--- START OF THE INPUT ---

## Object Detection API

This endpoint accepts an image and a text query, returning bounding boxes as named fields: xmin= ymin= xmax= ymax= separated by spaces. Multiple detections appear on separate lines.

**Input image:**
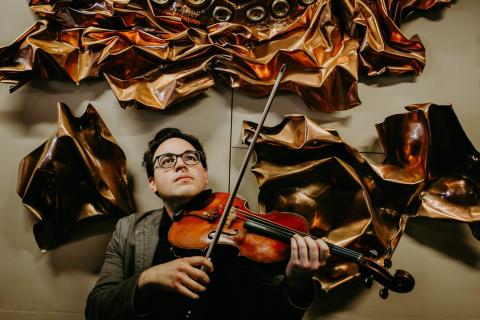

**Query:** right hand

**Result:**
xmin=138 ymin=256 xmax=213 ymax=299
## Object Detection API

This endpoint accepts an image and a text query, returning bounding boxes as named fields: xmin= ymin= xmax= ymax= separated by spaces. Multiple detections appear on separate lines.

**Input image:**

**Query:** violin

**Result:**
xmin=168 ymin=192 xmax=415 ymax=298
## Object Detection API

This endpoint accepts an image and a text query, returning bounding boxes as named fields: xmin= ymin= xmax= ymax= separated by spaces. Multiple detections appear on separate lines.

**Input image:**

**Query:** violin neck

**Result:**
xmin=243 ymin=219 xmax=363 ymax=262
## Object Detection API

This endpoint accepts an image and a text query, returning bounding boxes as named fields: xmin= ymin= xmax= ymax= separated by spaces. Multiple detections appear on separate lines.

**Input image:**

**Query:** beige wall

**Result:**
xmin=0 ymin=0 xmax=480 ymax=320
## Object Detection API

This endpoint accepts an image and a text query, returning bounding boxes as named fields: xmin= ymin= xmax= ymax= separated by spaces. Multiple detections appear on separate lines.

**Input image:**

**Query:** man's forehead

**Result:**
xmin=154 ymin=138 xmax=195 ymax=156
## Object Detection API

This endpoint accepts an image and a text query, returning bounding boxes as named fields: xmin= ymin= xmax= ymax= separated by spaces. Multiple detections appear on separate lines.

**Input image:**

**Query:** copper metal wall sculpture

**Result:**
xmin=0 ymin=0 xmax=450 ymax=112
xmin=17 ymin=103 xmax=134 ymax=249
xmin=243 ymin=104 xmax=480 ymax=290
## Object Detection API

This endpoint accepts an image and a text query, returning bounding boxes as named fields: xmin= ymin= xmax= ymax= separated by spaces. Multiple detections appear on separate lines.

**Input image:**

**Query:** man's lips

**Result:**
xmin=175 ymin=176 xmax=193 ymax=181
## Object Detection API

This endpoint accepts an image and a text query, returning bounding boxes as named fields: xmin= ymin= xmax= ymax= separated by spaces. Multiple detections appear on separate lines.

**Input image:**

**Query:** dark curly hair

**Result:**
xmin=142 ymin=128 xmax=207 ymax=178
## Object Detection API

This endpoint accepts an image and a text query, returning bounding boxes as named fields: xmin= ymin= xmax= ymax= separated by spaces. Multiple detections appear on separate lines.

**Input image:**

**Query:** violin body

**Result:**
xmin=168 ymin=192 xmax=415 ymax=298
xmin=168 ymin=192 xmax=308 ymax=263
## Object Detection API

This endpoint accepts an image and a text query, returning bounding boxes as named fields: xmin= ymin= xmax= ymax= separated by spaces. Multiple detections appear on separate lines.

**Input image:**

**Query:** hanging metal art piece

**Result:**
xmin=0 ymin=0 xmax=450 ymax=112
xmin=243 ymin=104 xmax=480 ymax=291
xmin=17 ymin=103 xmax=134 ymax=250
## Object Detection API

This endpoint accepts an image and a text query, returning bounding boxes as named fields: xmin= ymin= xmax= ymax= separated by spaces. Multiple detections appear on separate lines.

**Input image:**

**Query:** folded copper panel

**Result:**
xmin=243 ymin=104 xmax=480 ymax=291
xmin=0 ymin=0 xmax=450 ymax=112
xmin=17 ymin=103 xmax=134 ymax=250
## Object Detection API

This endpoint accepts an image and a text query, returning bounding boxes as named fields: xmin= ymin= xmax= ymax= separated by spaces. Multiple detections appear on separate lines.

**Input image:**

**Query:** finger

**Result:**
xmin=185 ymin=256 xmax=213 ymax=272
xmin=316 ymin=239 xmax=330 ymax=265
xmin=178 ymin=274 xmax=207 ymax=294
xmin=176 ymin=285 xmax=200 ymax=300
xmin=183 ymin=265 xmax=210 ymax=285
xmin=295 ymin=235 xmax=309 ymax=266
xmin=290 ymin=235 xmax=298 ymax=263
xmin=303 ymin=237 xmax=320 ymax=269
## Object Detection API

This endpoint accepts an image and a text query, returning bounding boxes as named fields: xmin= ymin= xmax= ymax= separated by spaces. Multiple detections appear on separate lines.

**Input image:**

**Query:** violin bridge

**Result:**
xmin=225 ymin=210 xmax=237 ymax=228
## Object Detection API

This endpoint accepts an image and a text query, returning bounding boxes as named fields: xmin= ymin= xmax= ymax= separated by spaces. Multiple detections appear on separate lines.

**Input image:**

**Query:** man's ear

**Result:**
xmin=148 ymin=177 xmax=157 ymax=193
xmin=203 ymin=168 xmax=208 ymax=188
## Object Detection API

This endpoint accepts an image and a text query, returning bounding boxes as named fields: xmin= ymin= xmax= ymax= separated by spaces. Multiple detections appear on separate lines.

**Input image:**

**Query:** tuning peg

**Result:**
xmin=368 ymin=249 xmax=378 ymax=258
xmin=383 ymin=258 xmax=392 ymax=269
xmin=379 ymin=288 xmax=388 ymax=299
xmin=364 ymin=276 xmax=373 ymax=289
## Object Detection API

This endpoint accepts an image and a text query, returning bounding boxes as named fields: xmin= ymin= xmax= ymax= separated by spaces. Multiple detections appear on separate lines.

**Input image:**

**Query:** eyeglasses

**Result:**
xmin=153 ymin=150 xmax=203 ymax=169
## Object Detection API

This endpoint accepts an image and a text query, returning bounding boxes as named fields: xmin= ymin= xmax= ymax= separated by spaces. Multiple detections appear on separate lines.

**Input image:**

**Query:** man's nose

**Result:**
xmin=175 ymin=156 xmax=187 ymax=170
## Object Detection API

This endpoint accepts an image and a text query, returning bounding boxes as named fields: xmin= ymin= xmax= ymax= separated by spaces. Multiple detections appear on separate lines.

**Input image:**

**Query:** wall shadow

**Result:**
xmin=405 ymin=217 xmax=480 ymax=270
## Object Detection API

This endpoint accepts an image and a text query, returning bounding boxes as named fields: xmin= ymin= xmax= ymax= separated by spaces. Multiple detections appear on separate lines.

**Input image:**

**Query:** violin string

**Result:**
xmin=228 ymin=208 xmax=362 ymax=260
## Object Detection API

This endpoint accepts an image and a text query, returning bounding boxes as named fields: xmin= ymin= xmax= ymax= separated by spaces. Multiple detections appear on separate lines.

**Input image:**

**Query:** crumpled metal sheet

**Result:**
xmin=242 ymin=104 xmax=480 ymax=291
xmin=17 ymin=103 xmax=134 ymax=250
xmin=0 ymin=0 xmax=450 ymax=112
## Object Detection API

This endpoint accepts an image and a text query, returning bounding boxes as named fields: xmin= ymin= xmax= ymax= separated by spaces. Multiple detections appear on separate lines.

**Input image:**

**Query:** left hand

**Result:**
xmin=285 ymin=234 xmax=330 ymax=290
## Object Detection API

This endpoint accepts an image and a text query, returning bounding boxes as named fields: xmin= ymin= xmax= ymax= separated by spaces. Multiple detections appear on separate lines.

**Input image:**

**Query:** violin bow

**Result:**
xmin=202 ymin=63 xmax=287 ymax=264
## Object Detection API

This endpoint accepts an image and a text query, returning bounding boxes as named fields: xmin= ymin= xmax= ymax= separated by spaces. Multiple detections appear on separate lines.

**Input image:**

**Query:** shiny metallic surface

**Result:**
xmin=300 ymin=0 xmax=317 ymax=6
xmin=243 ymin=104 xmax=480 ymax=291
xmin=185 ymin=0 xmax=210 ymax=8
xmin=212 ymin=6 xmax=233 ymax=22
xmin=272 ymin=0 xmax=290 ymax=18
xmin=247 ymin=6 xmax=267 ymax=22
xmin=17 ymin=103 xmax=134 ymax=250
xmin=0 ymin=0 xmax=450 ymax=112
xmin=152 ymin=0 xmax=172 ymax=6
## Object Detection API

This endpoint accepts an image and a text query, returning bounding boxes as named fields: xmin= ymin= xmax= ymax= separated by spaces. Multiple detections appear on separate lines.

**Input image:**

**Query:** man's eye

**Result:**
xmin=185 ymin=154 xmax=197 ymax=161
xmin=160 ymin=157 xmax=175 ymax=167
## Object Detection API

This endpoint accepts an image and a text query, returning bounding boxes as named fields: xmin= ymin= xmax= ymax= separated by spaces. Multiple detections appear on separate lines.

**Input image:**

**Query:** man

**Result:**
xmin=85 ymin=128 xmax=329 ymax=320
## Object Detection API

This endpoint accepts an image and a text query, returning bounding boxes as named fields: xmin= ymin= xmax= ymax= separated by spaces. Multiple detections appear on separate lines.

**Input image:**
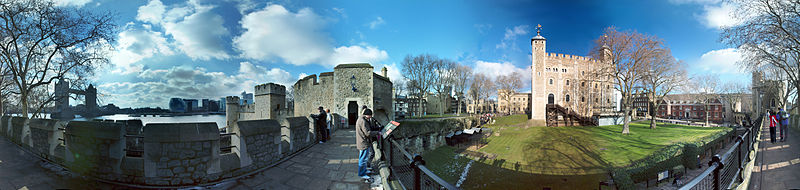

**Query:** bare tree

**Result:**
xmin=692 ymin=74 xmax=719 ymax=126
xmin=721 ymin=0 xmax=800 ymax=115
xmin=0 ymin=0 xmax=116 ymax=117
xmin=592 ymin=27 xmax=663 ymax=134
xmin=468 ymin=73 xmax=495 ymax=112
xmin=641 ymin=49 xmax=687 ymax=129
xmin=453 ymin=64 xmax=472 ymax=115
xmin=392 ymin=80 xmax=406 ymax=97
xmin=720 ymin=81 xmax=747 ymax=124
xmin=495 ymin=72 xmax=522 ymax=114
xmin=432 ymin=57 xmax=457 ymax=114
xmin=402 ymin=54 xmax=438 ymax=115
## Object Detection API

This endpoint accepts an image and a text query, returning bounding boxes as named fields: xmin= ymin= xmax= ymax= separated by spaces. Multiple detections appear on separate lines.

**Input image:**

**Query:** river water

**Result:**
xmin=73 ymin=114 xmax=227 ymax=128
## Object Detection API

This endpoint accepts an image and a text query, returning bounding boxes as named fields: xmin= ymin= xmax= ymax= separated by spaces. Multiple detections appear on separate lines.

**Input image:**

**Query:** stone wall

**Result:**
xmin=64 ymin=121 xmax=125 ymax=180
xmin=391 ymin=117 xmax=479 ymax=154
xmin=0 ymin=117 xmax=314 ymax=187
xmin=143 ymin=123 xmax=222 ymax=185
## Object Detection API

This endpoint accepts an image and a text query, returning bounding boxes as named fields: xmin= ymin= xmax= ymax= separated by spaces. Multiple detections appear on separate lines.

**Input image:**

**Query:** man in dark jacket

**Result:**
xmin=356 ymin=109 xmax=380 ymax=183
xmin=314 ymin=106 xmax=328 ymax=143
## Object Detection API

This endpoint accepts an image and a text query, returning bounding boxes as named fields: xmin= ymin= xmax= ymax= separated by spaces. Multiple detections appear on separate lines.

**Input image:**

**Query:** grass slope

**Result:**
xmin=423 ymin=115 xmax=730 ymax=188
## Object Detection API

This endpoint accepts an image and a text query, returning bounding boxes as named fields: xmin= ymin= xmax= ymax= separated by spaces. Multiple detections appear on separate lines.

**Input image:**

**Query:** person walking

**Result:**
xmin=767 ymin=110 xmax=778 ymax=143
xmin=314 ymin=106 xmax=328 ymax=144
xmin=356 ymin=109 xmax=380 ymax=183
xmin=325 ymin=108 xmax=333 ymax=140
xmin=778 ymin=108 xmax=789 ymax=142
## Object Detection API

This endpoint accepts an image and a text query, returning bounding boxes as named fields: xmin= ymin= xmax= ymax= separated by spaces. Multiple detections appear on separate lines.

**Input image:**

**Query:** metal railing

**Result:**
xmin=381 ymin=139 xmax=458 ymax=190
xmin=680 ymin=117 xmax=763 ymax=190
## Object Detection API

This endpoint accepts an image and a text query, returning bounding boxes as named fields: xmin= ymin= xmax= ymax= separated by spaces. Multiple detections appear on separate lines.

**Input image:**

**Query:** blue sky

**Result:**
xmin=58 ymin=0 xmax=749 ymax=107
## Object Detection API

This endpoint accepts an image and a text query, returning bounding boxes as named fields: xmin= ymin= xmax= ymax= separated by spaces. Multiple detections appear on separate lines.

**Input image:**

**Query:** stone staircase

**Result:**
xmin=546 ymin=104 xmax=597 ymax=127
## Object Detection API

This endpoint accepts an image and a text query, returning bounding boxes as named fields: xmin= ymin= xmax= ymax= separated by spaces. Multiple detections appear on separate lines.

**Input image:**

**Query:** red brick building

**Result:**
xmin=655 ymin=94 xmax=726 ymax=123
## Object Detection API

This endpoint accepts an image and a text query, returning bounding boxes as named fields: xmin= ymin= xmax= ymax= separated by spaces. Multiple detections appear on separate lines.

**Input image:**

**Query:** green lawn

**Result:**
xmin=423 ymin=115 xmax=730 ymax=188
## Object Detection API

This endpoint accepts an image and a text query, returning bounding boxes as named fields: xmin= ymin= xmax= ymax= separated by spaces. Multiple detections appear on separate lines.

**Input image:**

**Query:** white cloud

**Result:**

--- END OF THE INPUT ---

• **THE EXERCISE**
Render the entries as a Markdown table with the columns Row and Line, from the start of the entries through the line that contains "xmin=243 ymin=219 xmax=363 ymax=262", both ends included. Skip blank lines, number each remaining line in Row, and leave the pictures out.

• **EXPECTED ANSWER**
| Row | Line |
|---|---|
| 1 | ## Object Detection API |
| 2 | This endpoint accepts an image and a text query, returning bounding boxes as named fields: xmin= ymin= xmax= ymax= separated by spaces. Multiple detections appear on separate lines. |
| 3 | **Input image:** |
| 4 | **Query:** right hand |
| 5 | **Result:** |
| 6 | xmin=138 ymin=256 xmax=213 ymax=299 |
| 7 | ## Object Detection API |
| 8 | This endpoint accepts an image and a text query, returning bounding boxes as named fields: xmin= ymin= xmax= ymax= separated by spaces. Multiple detections appear on separate lines. |
| 9 | **Input image:** |
| 10 | **Query:** violin |
| 11 | **Result:** |
| 12 | xmin=168 ymin=192 xmax=415 ymax=298 |
| 13 | ## Object Detection API |
| 14 | This endpoint accepts an image and a text query, returning bounding boxes as named fields: xmin= ymin= xmax= ymax= separated by spaces. Multiple detections appear on separate lines. |
| 15 | **Input image:** |
| 16 | **Query:** violin neck |
| 17 | **Result:** |
| 18 | xmin=243 ymin=219 xmax=363 ymax=262 |